◆ **Description of the task**
In the data below, rewrite the stretch from the line containing "Task: find the white window" through the end of the data, with "rooster" changed to "chicken" and everything else left as is.

◆ **Supplied records**
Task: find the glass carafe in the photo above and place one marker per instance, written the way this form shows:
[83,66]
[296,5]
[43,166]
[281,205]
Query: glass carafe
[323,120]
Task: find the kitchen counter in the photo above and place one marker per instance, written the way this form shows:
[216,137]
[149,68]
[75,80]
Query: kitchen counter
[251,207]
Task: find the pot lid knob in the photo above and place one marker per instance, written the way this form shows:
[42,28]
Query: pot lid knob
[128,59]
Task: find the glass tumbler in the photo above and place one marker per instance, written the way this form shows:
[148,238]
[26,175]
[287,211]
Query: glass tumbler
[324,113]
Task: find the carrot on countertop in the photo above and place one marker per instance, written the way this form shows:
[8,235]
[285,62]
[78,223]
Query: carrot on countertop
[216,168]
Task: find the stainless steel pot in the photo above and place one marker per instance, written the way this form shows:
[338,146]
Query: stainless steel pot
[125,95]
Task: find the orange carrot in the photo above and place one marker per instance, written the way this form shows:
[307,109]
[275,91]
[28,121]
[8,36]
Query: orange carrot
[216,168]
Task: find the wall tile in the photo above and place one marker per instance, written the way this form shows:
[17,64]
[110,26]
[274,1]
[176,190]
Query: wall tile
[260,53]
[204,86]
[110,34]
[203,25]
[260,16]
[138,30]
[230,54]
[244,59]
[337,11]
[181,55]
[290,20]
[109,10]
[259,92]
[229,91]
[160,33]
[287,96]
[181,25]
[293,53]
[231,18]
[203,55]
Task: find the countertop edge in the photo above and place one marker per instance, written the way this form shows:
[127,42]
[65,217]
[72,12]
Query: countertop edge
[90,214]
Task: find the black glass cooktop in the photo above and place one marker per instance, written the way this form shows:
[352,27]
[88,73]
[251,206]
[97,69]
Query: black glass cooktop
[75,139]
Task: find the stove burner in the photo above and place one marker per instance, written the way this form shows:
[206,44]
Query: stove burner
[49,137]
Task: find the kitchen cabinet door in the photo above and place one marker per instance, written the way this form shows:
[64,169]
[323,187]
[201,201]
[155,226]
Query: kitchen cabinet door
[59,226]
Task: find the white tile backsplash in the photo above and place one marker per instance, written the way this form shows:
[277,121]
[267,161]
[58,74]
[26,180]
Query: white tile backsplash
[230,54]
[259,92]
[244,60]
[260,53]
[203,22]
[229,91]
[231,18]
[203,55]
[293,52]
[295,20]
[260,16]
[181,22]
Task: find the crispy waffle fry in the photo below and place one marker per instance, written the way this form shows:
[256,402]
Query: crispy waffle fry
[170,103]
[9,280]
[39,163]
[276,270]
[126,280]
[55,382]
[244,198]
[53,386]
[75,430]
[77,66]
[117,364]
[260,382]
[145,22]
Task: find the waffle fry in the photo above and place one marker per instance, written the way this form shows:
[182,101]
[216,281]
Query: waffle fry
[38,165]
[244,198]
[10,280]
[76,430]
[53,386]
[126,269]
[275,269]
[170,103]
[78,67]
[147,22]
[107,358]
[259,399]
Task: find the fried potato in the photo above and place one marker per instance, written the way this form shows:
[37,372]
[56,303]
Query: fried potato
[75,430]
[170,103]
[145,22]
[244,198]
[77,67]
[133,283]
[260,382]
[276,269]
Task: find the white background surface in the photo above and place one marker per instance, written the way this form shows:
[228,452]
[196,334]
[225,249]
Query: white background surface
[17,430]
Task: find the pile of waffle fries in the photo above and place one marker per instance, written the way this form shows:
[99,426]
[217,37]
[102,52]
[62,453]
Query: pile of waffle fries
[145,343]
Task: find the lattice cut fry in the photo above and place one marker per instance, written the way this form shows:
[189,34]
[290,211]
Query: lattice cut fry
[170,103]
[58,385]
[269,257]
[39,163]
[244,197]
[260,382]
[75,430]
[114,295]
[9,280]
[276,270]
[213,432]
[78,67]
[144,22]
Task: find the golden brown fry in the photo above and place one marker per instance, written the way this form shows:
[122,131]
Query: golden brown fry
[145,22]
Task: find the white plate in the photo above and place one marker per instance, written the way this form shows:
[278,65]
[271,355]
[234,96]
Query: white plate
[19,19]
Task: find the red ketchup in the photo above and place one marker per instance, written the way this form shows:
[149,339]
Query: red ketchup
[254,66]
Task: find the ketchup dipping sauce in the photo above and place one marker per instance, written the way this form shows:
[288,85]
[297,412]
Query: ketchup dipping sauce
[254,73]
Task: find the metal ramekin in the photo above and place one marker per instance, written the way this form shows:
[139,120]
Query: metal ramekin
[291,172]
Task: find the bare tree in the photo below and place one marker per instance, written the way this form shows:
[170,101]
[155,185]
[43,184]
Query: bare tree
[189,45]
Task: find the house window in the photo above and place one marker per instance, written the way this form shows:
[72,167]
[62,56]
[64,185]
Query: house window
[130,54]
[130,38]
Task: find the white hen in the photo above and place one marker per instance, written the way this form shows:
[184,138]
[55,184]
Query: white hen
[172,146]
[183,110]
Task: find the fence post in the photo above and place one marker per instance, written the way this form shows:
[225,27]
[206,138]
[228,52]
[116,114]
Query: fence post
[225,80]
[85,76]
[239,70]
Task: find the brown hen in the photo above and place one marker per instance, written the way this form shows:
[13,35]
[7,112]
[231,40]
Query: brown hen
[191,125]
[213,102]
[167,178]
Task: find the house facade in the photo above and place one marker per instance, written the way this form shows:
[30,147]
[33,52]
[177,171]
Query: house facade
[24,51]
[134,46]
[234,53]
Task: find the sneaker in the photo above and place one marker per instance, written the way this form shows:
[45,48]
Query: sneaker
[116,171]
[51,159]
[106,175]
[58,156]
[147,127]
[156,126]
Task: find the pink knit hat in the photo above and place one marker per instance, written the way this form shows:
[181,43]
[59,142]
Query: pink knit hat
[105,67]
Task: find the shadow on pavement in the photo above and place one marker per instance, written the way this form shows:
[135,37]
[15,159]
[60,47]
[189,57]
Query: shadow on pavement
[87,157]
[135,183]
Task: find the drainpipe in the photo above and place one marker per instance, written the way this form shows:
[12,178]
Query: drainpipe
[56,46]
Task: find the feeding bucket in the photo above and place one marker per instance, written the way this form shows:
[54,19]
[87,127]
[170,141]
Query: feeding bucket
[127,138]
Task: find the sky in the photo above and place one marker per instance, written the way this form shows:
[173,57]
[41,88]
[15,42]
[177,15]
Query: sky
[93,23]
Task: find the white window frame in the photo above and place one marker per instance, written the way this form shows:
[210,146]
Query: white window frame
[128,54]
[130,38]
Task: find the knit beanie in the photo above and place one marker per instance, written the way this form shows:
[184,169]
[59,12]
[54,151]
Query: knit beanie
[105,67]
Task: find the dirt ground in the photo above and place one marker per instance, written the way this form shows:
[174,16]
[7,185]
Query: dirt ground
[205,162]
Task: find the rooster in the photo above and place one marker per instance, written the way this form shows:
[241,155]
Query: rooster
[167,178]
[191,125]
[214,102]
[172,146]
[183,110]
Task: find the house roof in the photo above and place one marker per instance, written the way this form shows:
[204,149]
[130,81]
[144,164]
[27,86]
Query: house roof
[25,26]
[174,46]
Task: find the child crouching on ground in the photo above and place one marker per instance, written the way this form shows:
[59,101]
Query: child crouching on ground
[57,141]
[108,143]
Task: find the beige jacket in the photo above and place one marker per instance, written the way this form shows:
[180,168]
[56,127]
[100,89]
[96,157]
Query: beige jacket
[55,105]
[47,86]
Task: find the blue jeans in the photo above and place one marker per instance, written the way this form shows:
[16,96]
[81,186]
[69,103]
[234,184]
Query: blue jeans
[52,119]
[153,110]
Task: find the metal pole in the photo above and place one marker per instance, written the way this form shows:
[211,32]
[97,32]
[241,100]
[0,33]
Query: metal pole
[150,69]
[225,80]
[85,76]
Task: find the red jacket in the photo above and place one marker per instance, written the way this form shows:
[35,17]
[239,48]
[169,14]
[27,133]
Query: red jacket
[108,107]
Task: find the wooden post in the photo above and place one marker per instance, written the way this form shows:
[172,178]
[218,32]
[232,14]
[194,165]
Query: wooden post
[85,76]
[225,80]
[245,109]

◆ **Expected answer**
Task: find the white window frame in the photo above and place one marker per instance, written the way this form shows:
[210,146]
Query: white window frame
[128,54]
[130,38]
Task: find the knit beanie in the photo above and place one marker per instance, written the way this form shows:
[184,169]
[59,12]
[54,151]
Query: knit beanie
[105,67]
Task: find the dirt ground in the photo above and place one marker per instance, written the way this form shows:
[174,16]
[7,185]
Query: dirt ground
[205,162]
Task: find the chicken in the photo above and place one marker per instance, written the way this form shows:
[241,155]
Query: chicken
[167,178]
[191,125]
[214,102]
[172,146]
[183,110]
Task: find the house roof in the photo above and place one marker per instance, written the way this form shows:
[204,149]
[130,81]
[144,164]
[27,86]
Query: house roof
[25,26]
[174,46]
Task: find the child crouching on ground in the photo above and place one marker per instance, written the way this form shows:
[59,101]
Query: child crouching on ground
[57,141]
[108,143]
Task: find the beige jacket in the photo above and place one marker per instance, written the way this form shows:
[180,168]
[56,127]
[100,89]
[96,157]
Query: beige jacket
[55,105]
[47,86]
Task: find the blue jeans in the photo above and place one marker per instance, written the way this form shows:
[16,96]
[81,186]
[69,103]
[234,184]
Query: blue jeans
[52,119]
[153,110]
Task: find the metal pole in the photo above and place one marker per instance, written the way this form shows:
[211,32]
[97,32]
[241,100]
[0,33]
Query: metal pole
[150,69]
[225,80]
[85,76]
Task: find the red jacket in the photo above and place one marker per instance, written the way this form shows:
[35,17]
[239,48]
[169,14]
[27,133]
Query: red jacket
[108,107]
Task: find the wooden post in the photo above and place one marker per instance, written the way this form shows:
[172,178]
[218,32]
[232,14]
[194,165]
Query: wooden post
[85,76]
[225,80]
[245,109]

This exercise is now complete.